____ DATA TO USE
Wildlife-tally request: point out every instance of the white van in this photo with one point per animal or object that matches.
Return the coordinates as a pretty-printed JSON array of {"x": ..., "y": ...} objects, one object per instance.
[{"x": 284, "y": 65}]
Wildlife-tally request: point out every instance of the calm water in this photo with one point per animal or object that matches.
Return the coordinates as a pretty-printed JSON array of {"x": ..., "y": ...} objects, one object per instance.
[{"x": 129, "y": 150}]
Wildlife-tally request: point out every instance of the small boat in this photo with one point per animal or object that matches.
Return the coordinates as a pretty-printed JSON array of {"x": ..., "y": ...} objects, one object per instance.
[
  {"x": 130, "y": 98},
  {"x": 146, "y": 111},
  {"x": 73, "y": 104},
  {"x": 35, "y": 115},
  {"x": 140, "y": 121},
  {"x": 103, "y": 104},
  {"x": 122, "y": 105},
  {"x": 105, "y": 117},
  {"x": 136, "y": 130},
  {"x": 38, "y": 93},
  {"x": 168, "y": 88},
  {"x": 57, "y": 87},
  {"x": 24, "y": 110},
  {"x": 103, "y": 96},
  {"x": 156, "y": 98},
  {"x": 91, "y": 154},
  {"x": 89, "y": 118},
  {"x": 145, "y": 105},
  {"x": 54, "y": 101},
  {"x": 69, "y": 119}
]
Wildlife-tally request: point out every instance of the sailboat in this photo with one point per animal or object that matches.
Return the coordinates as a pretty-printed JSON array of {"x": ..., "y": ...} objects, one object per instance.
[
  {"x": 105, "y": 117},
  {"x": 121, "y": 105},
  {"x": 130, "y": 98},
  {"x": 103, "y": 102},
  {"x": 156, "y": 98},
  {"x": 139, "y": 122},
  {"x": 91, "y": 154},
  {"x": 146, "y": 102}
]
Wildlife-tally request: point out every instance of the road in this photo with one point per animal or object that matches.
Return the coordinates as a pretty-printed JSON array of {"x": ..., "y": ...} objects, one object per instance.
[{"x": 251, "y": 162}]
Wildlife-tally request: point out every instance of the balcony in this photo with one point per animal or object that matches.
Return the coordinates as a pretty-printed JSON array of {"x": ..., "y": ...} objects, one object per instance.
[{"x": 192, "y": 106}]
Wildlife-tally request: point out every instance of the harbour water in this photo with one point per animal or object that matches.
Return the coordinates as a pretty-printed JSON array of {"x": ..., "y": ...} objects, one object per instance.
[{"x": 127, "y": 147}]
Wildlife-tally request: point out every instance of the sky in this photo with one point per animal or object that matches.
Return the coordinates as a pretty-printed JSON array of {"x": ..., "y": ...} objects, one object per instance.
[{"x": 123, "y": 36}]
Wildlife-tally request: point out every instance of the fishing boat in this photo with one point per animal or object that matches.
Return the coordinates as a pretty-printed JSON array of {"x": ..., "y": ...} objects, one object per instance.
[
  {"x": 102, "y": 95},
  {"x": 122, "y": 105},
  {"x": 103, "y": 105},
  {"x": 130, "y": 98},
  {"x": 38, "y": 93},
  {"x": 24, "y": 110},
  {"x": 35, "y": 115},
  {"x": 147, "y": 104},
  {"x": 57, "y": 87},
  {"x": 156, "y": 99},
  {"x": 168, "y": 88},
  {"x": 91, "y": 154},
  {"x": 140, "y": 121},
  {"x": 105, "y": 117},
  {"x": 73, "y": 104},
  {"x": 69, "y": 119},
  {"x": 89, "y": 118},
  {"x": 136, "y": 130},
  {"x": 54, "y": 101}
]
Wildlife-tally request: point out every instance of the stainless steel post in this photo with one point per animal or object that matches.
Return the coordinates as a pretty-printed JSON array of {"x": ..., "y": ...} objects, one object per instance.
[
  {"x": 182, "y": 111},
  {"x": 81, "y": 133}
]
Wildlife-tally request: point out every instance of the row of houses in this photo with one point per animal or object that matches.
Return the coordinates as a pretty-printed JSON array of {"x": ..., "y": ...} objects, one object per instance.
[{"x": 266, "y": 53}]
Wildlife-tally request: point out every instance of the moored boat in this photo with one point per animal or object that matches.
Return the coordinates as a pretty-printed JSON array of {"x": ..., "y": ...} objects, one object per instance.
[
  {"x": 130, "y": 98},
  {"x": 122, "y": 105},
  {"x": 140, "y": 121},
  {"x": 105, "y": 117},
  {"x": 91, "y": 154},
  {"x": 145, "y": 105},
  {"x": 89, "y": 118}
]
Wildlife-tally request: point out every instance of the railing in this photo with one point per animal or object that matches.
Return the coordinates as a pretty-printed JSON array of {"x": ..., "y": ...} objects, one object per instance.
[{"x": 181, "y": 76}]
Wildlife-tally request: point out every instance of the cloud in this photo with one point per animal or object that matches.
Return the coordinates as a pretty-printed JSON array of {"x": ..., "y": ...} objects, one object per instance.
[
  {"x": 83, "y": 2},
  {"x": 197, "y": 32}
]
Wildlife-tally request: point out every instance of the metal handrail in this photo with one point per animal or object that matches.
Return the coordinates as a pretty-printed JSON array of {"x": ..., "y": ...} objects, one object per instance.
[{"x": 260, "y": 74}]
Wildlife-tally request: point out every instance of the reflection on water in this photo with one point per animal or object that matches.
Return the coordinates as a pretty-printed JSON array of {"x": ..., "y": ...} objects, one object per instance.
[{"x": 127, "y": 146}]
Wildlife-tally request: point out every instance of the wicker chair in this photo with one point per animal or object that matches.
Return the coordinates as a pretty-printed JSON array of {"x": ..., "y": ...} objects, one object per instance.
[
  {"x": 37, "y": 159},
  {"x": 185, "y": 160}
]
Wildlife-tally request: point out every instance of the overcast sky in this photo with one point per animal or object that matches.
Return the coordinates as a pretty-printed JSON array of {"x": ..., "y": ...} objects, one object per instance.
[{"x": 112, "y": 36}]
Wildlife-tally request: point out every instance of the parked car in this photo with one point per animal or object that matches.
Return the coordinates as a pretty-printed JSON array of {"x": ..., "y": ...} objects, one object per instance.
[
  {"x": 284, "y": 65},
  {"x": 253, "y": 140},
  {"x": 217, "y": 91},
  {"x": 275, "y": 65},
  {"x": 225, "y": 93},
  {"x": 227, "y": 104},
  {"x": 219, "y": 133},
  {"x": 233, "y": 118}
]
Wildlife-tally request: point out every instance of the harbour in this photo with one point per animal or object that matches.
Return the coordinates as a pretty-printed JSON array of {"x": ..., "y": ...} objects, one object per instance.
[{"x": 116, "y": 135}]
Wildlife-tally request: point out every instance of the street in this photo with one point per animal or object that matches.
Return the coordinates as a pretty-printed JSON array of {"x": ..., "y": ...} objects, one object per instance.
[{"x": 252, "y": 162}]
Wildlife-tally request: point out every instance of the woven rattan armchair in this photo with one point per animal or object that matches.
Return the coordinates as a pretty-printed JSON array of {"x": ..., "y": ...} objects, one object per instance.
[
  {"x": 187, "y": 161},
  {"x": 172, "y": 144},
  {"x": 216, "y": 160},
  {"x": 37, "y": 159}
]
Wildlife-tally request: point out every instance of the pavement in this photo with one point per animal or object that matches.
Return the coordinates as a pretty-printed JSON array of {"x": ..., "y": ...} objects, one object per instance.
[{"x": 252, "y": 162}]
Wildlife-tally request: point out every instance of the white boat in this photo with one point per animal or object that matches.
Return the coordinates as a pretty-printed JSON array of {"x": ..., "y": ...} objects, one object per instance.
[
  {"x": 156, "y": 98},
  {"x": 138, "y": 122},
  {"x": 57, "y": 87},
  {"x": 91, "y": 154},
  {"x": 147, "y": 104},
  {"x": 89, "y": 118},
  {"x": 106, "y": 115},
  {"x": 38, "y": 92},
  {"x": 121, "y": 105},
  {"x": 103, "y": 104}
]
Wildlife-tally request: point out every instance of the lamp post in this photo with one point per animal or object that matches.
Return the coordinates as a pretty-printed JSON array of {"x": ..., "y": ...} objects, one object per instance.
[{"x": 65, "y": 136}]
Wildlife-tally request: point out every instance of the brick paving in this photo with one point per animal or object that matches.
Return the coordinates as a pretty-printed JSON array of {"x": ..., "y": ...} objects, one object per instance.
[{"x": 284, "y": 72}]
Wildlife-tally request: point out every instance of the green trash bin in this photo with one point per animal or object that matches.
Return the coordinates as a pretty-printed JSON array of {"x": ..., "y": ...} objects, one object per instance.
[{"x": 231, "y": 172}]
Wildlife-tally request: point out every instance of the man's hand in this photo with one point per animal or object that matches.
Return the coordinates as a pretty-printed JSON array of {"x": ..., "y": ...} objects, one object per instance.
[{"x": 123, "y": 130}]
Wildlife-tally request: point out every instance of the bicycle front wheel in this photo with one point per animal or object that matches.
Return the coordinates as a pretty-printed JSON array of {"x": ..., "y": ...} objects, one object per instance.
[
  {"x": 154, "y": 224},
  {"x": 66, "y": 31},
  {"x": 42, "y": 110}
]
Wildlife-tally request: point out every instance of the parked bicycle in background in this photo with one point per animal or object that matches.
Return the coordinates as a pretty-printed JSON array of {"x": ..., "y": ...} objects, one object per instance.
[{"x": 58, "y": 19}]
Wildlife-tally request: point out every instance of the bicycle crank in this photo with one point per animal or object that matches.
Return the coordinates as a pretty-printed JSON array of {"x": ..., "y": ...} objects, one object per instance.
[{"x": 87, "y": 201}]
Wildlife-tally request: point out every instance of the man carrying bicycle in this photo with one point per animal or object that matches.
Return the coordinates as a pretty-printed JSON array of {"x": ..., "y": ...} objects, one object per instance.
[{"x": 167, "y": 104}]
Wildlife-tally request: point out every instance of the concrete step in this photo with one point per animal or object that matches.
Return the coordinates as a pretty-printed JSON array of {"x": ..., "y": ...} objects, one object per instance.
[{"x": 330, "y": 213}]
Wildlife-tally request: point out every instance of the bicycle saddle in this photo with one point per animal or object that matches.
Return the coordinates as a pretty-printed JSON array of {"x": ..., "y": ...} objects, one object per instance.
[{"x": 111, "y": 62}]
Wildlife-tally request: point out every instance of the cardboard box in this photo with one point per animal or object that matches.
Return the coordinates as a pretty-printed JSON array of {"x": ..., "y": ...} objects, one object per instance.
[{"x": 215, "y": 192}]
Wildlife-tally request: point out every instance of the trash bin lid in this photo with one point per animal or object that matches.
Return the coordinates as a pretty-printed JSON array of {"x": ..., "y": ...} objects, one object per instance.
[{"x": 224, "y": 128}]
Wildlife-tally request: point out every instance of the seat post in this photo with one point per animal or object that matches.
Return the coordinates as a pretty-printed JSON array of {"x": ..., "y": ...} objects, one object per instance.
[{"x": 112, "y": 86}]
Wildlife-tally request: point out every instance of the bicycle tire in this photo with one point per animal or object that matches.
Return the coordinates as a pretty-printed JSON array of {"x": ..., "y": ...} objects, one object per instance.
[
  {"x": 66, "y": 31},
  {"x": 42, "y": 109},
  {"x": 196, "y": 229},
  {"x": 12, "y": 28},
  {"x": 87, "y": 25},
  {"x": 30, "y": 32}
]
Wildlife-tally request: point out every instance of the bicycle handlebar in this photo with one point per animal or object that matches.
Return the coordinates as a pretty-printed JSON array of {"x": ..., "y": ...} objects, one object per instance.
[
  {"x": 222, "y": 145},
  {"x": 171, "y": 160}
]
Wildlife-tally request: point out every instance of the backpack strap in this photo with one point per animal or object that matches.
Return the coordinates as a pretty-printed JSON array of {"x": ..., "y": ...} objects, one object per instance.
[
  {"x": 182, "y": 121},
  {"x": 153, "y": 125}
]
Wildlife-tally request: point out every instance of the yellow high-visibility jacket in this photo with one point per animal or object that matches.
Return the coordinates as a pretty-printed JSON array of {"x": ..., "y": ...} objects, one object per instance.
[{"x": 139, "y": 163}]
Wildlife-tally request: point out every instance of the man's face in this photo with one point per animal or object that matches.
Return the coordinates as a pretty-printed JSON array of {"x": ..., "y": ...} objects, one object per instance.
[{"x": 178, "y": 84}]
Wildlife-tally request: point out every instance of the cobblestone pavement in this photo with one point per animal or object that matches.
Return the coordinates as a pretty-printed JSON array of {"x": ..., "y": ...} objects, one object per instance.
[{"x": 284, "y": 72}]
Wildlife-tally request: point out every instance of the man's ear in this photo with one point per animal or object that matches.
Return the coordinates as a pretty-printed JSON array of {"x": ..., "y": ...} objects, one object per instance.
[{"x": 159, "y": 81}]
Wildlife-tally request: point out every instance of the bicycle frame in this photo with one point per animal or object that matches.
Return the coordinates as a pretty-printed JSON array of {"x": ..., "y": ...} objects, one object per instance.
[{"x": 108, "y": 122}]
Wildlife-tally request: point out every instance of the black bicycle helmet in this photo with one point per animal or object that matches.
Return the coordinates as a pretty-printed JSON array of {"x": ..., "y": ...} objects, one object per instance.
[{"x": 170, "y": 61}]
________
All lines from the one containing "the bicycle frame" through the end of the records, both ends included, are to be quoted exactly; please add nothing else.

Wildlife-tally request: point out every instance of the bicycle frame in this photo with one point per animal or object that matches.
Return the coordinates as a pretty-printed JSON array of {"x": ..., "y": ...} objects, one object per instance.
[{"x": 108, "y": 122}]
Wildlife-tally request: point out every instance of the black bicycle helmet in this photo with one point per animal or object that matches.
Return the coordinates as a pretty-printed JSON array of {"x": ..., "y": ...} objects, one object per instance.
[{"x": 170, "y": 61}]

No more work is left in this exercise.